[THE TASK]:
Rescale the records that follow by reproducing every line, requests included, with each point coordinate in the answers multiplied by 1.55 and rounded to a whole number, halves rounding up. Leave the pictures out of your reproduction.

[THE INPUT]:
***

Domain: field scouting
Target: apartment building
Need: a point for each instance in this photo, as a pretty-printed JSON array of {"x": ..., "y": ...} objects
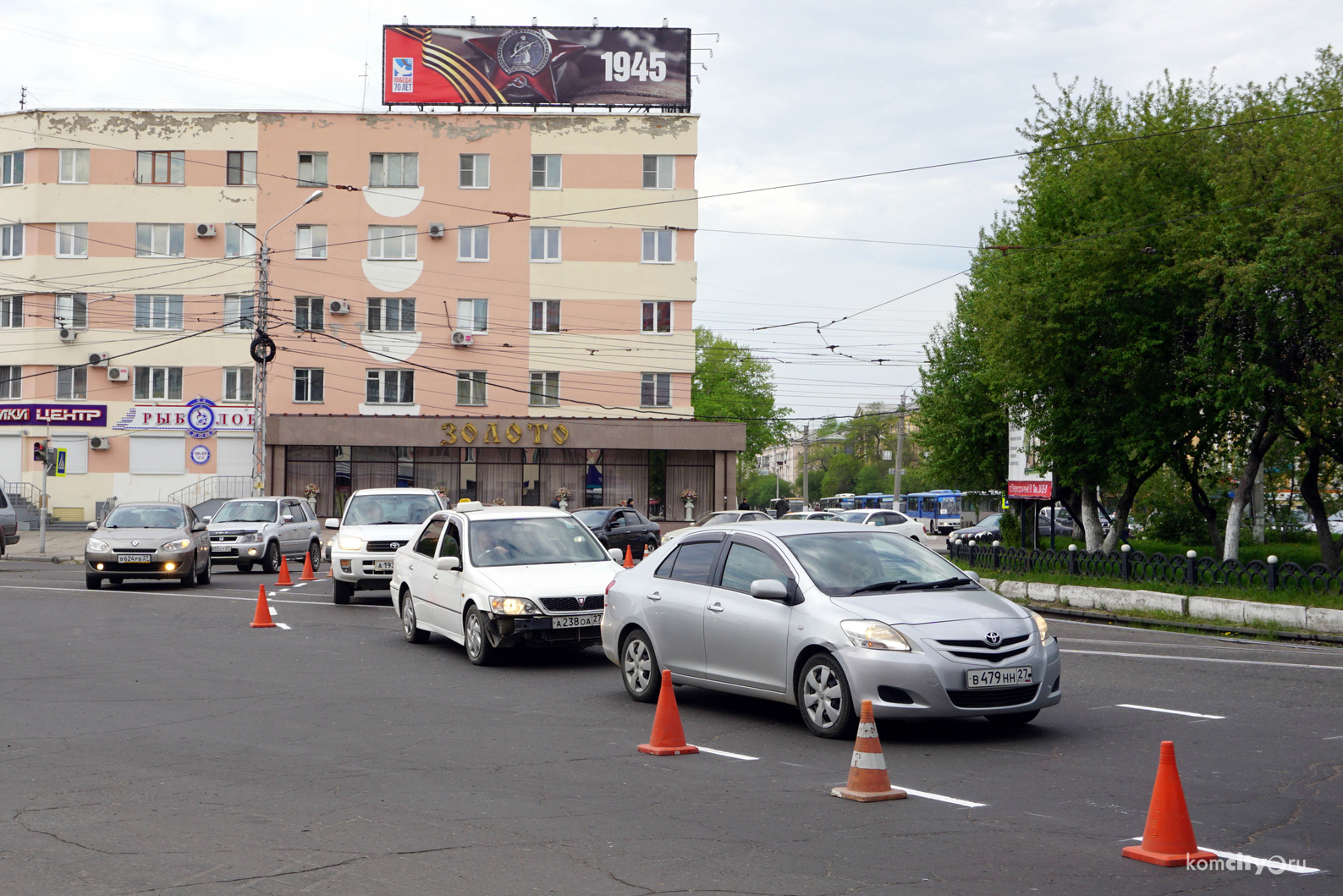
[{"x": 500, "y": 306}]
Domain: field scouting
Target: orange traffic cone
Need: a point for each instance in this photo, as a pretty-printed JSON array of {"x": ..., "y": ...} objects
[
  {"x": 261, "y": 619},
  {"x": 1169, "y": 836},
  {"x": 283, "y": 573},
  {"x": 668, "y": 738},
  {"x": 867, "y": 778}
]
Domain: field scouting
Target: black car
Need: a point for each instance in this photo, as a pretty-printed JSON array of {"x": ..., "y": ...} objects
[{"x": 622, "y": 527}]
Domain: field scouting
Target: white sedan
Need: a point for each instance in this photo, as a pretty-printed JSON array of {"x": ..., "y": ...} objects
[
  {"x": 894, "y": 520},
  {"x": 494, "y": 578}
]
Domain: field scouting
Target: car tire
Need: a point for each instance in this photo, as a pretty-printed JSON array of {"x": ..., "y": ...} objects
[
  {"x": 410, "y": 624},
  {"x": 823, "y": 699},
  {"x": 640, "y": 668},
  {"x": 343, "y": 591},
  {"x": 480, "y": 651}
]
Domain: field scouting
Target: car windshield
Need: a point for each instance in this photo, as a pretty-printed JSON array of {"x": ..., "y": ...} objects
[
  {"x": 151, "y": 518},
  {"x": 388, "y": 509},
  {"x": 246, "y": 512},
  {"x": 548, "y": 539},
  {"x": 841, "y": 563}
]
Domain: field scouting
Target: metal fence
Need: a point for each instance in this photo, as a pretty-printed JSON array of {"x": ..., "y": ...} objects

***

[WRITTEN RESPONSE]:
Domain: field scouting
Target: apartment building
Need: a point for each instance in this photo, as a pretty-printed JSON array of {"x": ..., "y": ...} objects
[{"x": 775, "y": 474}]
Domain: field scouting
Target: orange traffic cone
Need: a point for each instance in this photo, as a pretty-printed JSON array of {"x": ..., "y": ...} objects
[
  {"x": 405, "y": 959},
  {"x": 1812, "y": 1296},
  {"x": 439, "y": 888},
  {"x": 1035, "y": 1144},
  {"x": 1344, "y": 1206}
]
Domain: field scouting
Target: black car
Need: a point for each instance in this photo, as a pretty-printed JSON array of {"x": ..., "y": ...} objects
[{"x": 964, "y": 817}]
Domain: field scouting
Target: white sedan
Need: a point for each instance in this photo, as a pretty-printed JSON array of {"x": ..., "y": ...} objects
[
  {"x": 1386, "y": 806},
  {"x": 766, "y": 896}
]
Domain: field scouting
Target: car tire
Need: a point for each instance in this photo, as a pretty-printed JSON array of {"x": ..., "y": ...} objects
[
  {"x": 636, "y": 967},
  {"x": 1276, "y": 1083},
  {"x": 992, "y": 1035},
  {"x": 532, "y": 916},
  {"x": 744, "y": 1009}
]
Domain: field scouting
Target: car windshield
Need: a point for each instance in this photo, as a pretty-printed JSON array of {"x": ..., "y": ...} objects
[
  {"x": 234, "y": 803},
  {"x": 601, "y": 789},
  {"x": 381, "y": 794},
  {"x": 849, "y": 835},
  {"x": 1304, "y": 873}
]
Domain: field scouting
Target: metal fence
Need: a point for each instance in this photo, as a pretty-printed JSON array of {"x": ..., "y": ...} objects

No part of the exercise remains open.